- **Aim of the task**
Update all the items below, replacing every occurrence of "that would be wonderful" with "that would be greatly appreciated" and leaving everything else unchanged.

- **Dataset entries**
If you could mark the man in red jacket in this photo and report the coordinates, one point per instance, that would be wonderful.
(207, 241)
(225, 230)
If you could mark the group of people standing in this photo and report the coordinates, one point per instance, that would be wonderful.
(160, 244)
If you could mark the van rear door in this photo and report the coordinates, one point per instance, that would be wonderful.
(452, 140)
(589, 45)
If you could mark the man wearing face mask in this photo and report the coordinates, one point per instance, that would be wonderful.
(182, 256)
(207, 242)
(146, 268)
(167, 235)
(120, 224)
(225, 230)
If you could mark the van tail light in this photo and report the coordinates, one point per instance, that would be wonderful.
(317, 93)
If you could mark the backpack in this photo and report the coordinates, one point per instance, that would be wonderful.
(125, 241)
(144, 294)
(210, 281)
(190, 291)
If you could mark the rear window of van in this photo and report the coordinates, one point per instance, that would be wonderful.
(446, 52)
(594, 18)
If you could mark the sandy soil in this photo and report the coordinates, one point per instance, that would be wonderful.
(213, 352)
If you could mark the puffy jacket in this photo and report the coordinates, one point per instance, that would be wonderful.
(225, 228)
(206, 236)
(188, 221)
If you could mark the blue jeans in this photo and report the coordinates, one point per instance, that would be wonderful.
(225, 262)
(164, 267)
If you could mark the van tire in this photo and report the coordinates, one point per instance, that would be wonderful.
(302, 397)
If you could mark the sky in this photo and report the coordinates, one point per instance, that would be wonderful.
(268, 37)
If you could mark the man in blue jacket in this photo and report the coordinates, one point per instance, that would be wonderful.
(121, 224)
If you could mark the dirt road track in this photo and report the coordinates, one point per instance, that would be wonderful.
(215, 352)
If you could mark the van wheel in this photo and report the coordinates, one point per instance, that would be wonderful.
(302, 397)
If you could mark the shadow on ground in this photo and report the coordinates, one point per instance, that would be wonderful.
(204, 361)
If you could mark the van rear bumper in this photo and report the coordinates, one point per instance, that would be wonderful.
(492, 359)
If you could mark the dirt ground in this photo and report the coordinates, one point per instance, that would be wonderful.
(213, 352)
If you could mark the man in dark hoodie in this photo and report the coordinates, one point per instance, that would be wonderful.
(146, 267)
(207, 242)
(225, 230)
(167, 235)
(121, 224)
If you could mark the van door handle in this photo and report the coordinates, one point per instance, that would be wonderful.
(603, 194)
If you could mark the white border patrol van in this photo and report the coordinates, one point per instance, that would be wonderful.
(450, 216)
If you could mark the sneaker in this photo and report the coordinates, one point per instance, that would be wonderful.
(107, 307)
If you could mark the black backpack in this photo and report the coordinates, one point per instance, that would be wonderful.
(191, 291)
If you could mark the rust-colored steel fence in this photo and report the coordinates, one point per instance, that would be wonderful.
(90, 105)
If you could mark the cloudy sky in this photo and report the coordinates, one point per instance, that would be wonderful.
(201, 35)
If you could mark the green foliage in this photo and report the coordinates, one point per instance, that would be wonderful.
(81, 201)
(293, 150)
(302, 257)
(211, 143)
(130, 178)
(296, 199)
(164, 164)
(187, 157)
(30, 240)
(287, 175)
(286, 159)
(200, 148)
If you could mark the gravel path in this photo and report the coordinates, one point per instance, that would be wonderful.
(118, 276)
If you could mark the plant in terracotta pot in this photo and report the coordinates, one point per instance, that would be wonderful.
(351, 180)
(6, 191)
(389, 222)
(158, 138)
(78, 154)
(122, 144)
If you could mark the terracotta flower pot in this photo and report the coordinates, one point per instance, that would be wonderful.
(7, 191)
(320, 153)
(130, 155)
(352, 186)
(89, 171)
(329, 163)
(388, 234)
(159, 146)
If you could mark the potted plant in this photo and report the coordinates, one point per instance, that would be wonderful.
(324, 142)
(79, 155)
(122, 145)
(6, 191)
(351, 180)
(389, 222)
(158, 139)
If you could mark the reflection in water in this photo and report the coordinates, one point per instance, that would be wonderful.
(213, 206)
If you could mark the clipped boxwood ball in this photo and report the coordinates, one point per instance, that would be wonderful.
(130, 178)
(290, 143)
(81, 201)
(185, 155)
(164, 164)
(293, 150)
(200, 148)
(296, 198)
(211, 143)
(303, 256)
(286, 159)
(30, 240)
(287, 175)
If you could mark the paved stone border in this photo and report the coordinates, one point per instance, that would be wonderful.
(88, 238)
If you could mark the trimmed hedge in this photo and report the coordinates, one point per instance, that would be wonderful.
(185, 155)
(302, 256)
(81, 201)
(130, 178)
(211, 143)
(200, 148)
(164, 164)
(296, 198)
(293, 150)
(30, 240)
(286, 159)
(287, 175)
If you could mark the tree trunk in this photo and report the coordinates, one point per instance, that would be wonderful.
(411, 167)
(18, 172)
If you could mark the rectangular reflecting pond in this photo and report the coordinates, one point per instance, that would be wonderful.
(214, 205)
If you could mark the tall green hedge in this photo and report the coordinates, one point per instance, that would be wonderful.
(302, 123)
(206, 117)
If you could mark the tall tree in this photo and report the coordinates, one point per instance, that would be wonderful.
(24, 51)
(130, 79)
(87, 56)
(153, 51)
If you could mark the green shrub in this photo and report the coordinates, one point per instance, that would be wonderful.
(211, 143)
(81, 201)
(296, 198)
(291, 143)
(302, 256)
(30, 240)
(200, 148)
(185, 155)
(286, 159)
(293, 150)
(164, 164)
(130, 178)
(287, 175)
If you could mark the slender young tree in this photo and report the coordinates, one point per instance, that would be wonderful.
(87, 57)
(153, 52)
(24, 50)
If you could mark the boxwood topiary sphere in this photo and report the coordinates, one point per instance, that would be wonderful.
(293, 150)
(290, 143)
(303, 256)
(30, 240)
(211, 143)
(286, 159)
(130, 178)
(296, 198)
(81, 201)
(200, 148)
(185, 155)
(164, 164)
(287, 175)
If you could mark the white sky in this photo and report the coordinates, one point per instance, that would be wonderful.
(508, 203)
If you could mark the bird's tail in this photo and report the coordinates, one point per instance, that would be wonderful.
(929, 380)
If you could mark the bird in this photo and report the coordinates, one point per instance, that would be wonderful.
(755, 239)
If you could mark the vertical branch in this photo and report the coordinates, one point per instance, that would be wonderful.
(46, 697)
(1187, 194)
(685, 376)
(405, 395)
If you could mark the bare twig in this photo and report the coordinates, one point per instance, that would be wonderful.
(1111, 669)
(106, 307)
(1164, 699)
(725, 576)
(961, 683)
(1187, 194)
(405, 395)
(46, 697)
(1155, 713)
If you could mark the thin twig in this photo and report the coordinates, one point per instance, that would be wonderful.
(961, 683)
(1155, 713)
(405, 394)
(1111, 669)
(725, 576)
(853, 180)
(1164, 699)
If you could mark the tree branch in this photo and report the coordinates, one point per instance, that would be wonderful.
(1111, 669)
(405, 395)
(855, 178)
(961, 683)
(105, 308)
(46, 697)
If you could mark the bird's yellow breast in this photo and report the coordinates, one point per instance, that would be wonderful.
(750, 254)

- **Task output**
If you could mark the man in red jacket in this photo and report the coordinates, one point per instance, that would be greatly appreciated.
(207, 241)
(225, 230)
If you could mark the group of people standing in this photo and report the coordinates, one point per instance, that would be greatly appreciated.
(160, 244)
If you could mark the van rear door in this photo and report the coordinates, one point per instance, that would be greatly appreciated.
(452, 140)
(589, 45)
If you could mark the man wearing face mask in this photo and report the coordinates, one point per instance, that would be greatly appreciated.
(182, 256)
(207, 242)
(146, 268)
(167, 235)
(120, 224)
(225, 230)
If you could mark the van tail light in this photo and report the coordinates, one point per instance, that would be greatly appreciated.
(317, 93)
If you could mark the backpack in this photo and report the coordinates, one point per instance, that would be greatly appreciated.
(125, 241)
(144, 294)
(210, 281)
(190, 291)
If you could mark the rear window of van in this photo and report the coordinates, one point per instance, that would be greatly appreciated.
(446, 52)
(594, 18)
If you could mark the sandy soil in this photo and report the coordinates, one point per instance, that would be greatly appreciated.
(213, 352)
If you could mark the puffy jacket in this photo and report the coordinates, one point per instance, that would be greatly appreciated.
(225, 228)
(206, 236)
(188, 221)
If you could mark the blue jeans in this photo and report the coordinates, one point per instance, that would be greatly appreciated.
(225, 262)
(164, 267)
If you could mark the van tire in this photo and report the coordinates, one point per instance, that would be greatly appreciated.
(302, 397)
If you could mark the sky in this photo and report the coordinates, one point per instance, that would be greatly appreciated.
(268, 37)
If you could mark the man in blue jacket in this photo and report the coordinates, one point per instance, that would be greatly appreciated.
(121, 224)
If you could mark the dirt road track in this photo and report the coordinates, one point per instance, that would be greatly appreciated.
(215, 352)
If you could mark the van wheel in this photo and report the coordinates, one point per instance, that would be greatly appreciated.
(302, 397)
If you could mark the shadow on ground in this photo and report the coordinates, one point per instance, that would be greatly appreciated.
(204, 361)
If you could mark the van rear bumper in this photo and report the coordinates, one point per instance, that would be greatly appreciated.
(492, 359)
If you could mark the dirt ground in this photo and report the coordinates, one point per instance, that would be greatly appreciated.
(213, 352)
If you could mark the man in dark hoodie in this photo and report the coordinates, one point per instance, that would be greatly appreciated.
(146, 267)
(207, 242)
(225, 230)
(167, 235)
(121, 224)
If you could mark the van door handle in this photo and report the coordinates, one point per instance, that would be greatly appreciated.
(603, 194)
If you could mark the white border patrol van in this photo and report the coordinates, one point per instance, that would be greatly appreciated.
(450, 216)
If you could mark the sneaker in this photo and report the coordinates, one point per instance, that would be greatly appreciated.
(107, 307)
If you could mark the black backpack in this photo and report the coordinates, one point per instance, that would be greatly appreciated.
(191, 291)
If you could mark the rust-colored steel fence in this photo and report the coordinates, one point per instance, that would be greatly appreciated.
(90, 105)
If you could mark the cloudy sky in this photo and report the coordinates, one point per instance, that would be greatly appreciated.
(201, 35)
If you could mark the green foliage in this photo and report the coordinates, one point per instance, that would be greatly appreciated.
(81, 201)
(293, 150)
(302, 257)
(211, 143)
(130, 178)
(296, 199)
(164, 164)
(187, 157)
(30, 240)
(287, 175)
(286, 159)
(200, 148)
If you could mark the gravel path in this photo and report the coordinates, one point per instance, that would be greatly appreciated.
(118, 276)
If you could mark the plant in terracotta pot in this photo and report the coordinates, one point per instance, that would be greatly appreciated.
(351, 180)
(6, 191)
(389, 222)
(158, 138)
(78, 154)
(122, 144)
If you could mark the terracotta flower pot in this photo and report the coordinates, one point per instance, that would be greatly appreciated.
(7, 191)
(320, 153)
(130, 155)
(352, 186)
(89, 171)
(329, 163)
(388, 234)
(159, 146)
If you could mark the potted plant in this photo and report the coordinates, one point per instance, that would be greatly appreciated.
(324, 142)
(79, 155)
(122, 145)
(6, 191)
(351, 180)
(389, 222)
(158, 139)
If you could mark the reflection in water in this photo and report the coordinates, one point per instance, that would be greatly appreciated.
(213, 206)
If you could mark the clipped boxwood ball in this photo and report the coordinates, one point per instance, that would be greatly appreciated.
(130, 178)
(290, 143)
(81, 201)
(185, 155)
(164, 164)
(293, 150)
(200, 148)
(296, 198)
(211, 143)
(303, 256)
(286, 159)
(30, 240)
(287, 175)
If you could mark the paved stone border in this photo and report the coordinates, one point per instance, that would be greatly appreciated.
(88, 238)
If you could mark the trimmed hedge in this photo and report the coordinates, one point per instance, that would be greatly appreciated.
(185, 155)
(302, 256)
(81, 201)
(130, 178)
(211, 143)
(200, 148)
(164, 164)
(296, 198)
(293, 150)
(30, 240)
(286, 159)
(287, 175)
If you could mark the tree trunk in this photo and report the coordinates, one point per instance, that would be greatly appreciated.
(411, 167)
(18, 172)
If you could mark the rectangular reflecting pond in this photo and report the coordinates, one point per instance, that would be greatly appreciated.
(214, 205)
If you could mark the tall green hedge in this photo and report the coordinates, one point per instance, that would be greatly appreciated.
(302, 123)
(206, 117)
If you could mark the tall tree in this photo and report the coordinates, one point per instance, that would be greatly appreciated.
(24, 51)
(130, 79)
(87, 56)
(153, 51)
If you could mark the green shrub in this photo and report the coordinates, one point per instance, that would be greatly appreciated.
(211, 143)
(81, 201)
(296, 198)
(291, 143)
(302, 256)
(30, 240)
(200, 148)
(185, 155)
(286, 159)
(293, 150)
(164, 164)
(130, 178)
(287, 175)
If you could mark the slender young tree in this photo and report the coordinates, one point per instance, that would be greatly appreciated.
(87, 57)
(153, 52)
(24, 50)
If you could mark the boxwood topiary sphere in this photo and report the coordinates, one point per instance, that would be greatly appreciated.
(293, 150)
(290, 143)
(303, 256)
(30, 240)
(211, 143)
(286, 159)
(130, 178)
(296, 198)
(81, 201)
(200, 148)
(185, 155)
(164, 164)
(287, 175)
If you could mark the white sky in this photo and report the coordinates, one point per instance, that would be greatly appreciated.
(508, 203)
If you could mark the bird's tail in this photo and report the coordinates, one point per instance, that would be greatly appreciated.
(929, 380)
If you could mark the bird in this photo and report the coordinates, one point per instance, that would be greatly appreciated.
(755, 239)
If you could mark the vertical branch in this photo and report the coordinates, one point per instance, that would be greatly appreciated.
(46, 697)
(1187, 194)
(685, 376)
(405, 395)
If you could mark the bare twig in this photo and report the coordinates, one point per instance, that would be greatly appreciated.
(1111, 669)
(106, 307)
(1164, 699)
(725, 576)
(961, 683)
(1187, 194)
(405, 395)
(46, 697)
(1155, 713)
If you could mark the thin twig in this photo and report the coordinates, one point per instance, that would be greatly appreciated.
(961, 683)
(1155, 713)
(405, 394)
(1111, 669)
(725, 576)
(853, 180)
(1164, 699)
If you could mark the tree branch in this photo and report the coordinates, one point per instance, that would be greatly appreciated.
(1111, 669)
(405, 395)
(855, 178)
(961, 683)
(105, 308)
(46, 697)
If you could mark the bird's yellow breast in this photo and report the coordinates, one point per instance, that would be greatly appreciated.
(750, 254)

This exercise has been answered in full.